ЧТО СДЕЛАТЬ
a) Изложите суть интервью в двух предложениях.
b) Перепишите отрывок интервью, начав с предложения, где есть слова «ФОТО АЛЕКСАНДРА ГОРБАША», и остановившись после слов «Большом театре возможно?». При этом замените «политическое собрание» на «митинг».

ФОТО АЛЕКСАНДРА ГОРБАША

— Александр Михайлович, вы следили за ситуацией в Большом театре, в Купаловском?

— Как сказать, специально не слежу, но о ситуациях знаю. В Большом театре произошел инцидент, на мой взгляд, некрасивый и неприятный, когда люди пришли на оперу Римского-Корсакова «Царская невеста», а ведущие музыканты оркестра посчитали возможным высказать какие-то свои мысли, кто-то в зале запел гимн «Магутны Божа». Таким образом спектакль попытались превратить в политическое собрание.

— А вы пошли бы главным дирижером в Большой?

 (Смеется.) Это вопрос очень сложный… Я никогда не трачу время на какие-то мысли по поводу фантазий.

— Но совмещать работу в таком оркестре и Большом театре возможно?

— Даже думать на эту тему не хочу. Такого предложения нет, и при той ситуации, которая складывается в театре, оно не поступит. Если бы театр хотел сотрудничества со мной, он бы его сохранил и продолжил, потому что при прежнем генеральном директоре Владимире Гридюшко оно началось. Когда он узнал, что я готов прервать сотрудничество с Самарским театром оперы и балета, предложил мне офис в виде отдельного кабинета как народному артисту Беларуси и должность приглашенного дирижера. Плюс предложение постановки «Князя Игоря». Контракт был подписан на пять лет, но после ухода Владимира Гридюшко новое руководство его прервало.

— Премьера этой оперы в постановке режиссера Галины Галковской прошла под вашей музыкальной редакцией. Сейчас вы дирижируете спектаклем?

— Нет. Ни «Князем Игорем», ни «Пер Гюнтом», которого я тоже выпускал.

— Почему? Это же все — ваше детище…

— Вы задаете правильный вопрос. Почему? «Евгений Онегин», которого я в свое время поставил, «Щелкунчик» — тоже мой спектакль. Можно было бы рассматривать любые варианты и формы сотрудничества — главный дирижер, или первый дирижер, или старший. Как угодно… И этот момент меня волнует как раз гораздо больше всех разговоров в интернете обо мне и больше всех политических акций.

Как-то Большой театр пригласил для постановки «Травиаты» выдающегося латвийского актера и режиссера Андрейса Жагарса. Он работал генеральным директором Латвийской национальной оперы в Риге, и с его именем связано новое возрождение этого театра. Он приглашал к сотрудничеству Андриеса Лиепу, Михаила Барышникова, гениального американского режиссера Боба Уилсона, вел один из сезонов проекта «Большой балет» вместе с Илзе Лиепа на телеканале «Культура». Он был великолепным менеджером, неоднократно приглашал меня и певицу Ирину Крикунову выступать в Риге. И вот во время обеда в Большом он вдруг спросил администрацию театра: «У вас через улицу живет и работает такой выдающийся дирижер и мастер, как Александр Анисимов, который дирижирует по всему миру, а в своем родном городе и театре не дирижирует. Почему?» Дирекция не смогла ответить на этот вопрос.

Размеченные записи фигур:
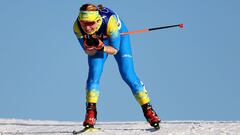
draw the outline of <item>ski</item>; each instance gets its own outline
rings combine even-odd
[[[88,133],[88,132],[95,132],[95,131],[99,131],[100,128],[94,128],[94,127],[85,127],[84,129],[80,130],[80,131],[73,131],[73,135],[80,135],[80,134],[84,134],[84,133]]]

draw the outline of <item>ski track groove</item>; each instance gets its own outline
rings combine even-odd
[[[148,123],[98,122],[100,131],[85,135],[240,135],[240,121],[163,121],[153,132]],[[0,119],[0,135],[72,135],[82,122]]]

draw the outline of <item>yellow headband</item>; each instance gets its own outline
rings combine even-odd
[[[97,21],[98,18],[98,11],[80,11],[78,16],[79,21]]]

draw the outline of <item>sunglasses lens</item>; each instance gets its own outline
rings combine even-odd
[[[81,21],[82,22],[82,24],[83,25],[85,25],[85,26],[92,26],[92,25],[94,25],[95,24],[95,22],[83,22],[83,21]]]

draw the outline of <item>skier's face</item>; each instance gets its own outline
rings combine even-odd
[[[93,34],[98,28],[97,21],[80,21],[80,24],[87,34]]]

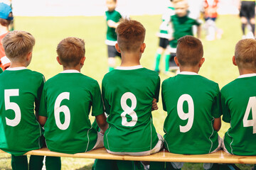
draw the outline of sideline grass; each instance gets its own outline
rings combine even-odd
[[[161,16],[131,18],[138,20],[146,28],[146,47],[141,64],[153,69],[159,40],[156,33],[161,23]],[[206,62],[199,74],[218,83],[220,89],[238,76],[238,71],[232,64],[231,58],[235,45],[241,38],[240,24],[238,16],[220,16],[217,25],[223,30],[223,38],[206,41],[203,35],[202,37]],[[43,74],[46,80],[62,71],[62,67],[55,60],[57,44],[68,36],[84,39],[86,60],[82,73],[96,79],[101,86],[102,79],[107,72],[107,47],[105,45],[106,26],[103,16],[16,17],[15,28],[30,32],[36,38],[33,59],[28,68]],[[118,59],[117,61],[119,63]],[[164,59],[161,59],[160,68],[164,70]],[[161,81],[168,78],[162,73],[159,75]],[[157,132],[164,135],[163,125],[166,113],[162,109],[161,97],[159,99],[159,108],[153,112],[153,118]],[[219,132],[220,137],[228,128],[229,125],[223,123]],[[11,169],[10,163],[9,154],[0,154],[0,170]],[[93,159],[62,158],[62,169],[90,169],[92,163]],[[250,169],[251,167],[239,166],[242,169]],[[202,164],[185,164],[183,169],[202,169]]]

ПИСЬМЕННЫЕ ОТВЕТЫ
a) Александр Анисимов называет некрасивым инцидент в Большом театре, где оперу «Царская невеста» попытались превратить в политическое собрание, и говорит, что предложения стать там главным дирижером нет и не поступит. Он рассказывает, что пятилетний контракт, подписанный при директоре Владимире Гридюшко, новое руководство прервало, и теперь он не дирижирует ни «Князем Игорем», ни «Пер Гюнтом», а когда режиссер Андрейс Жагарс спросил администрацию, почему Анисимов не дирижирует в родном театре, дирекция не смогла ответить.

b)
ФОТО АЛЕКСАНДРА ГОРБАША

— Александр Михайлович, вы следили за ситуацией в Большом театре, в Купаловском?

— Как сказать, специально не слежу, но о ситуациях знаю. В Большом театре произошел инцидент, на мой взгляд, некрасивый и неприятный, когда люди пришли на оперу Римского-Корсакова «Царская невеста», а ведущие музыканты оркестра посчитали возможным высказать какие-то свои мысли, кто-то в зале запел гимн «Магутны Божа». Таким образом спектакль попытались превратить в митинг.

— А вы пошли бы главным дирижером в Большой?

 (Смеется.) Это вопрос очень сложный… Я никогда не трачу время на какие-то мысли по поводу фантазий.

— Но совмещать работу в таком оркестре и Большом театре возможно?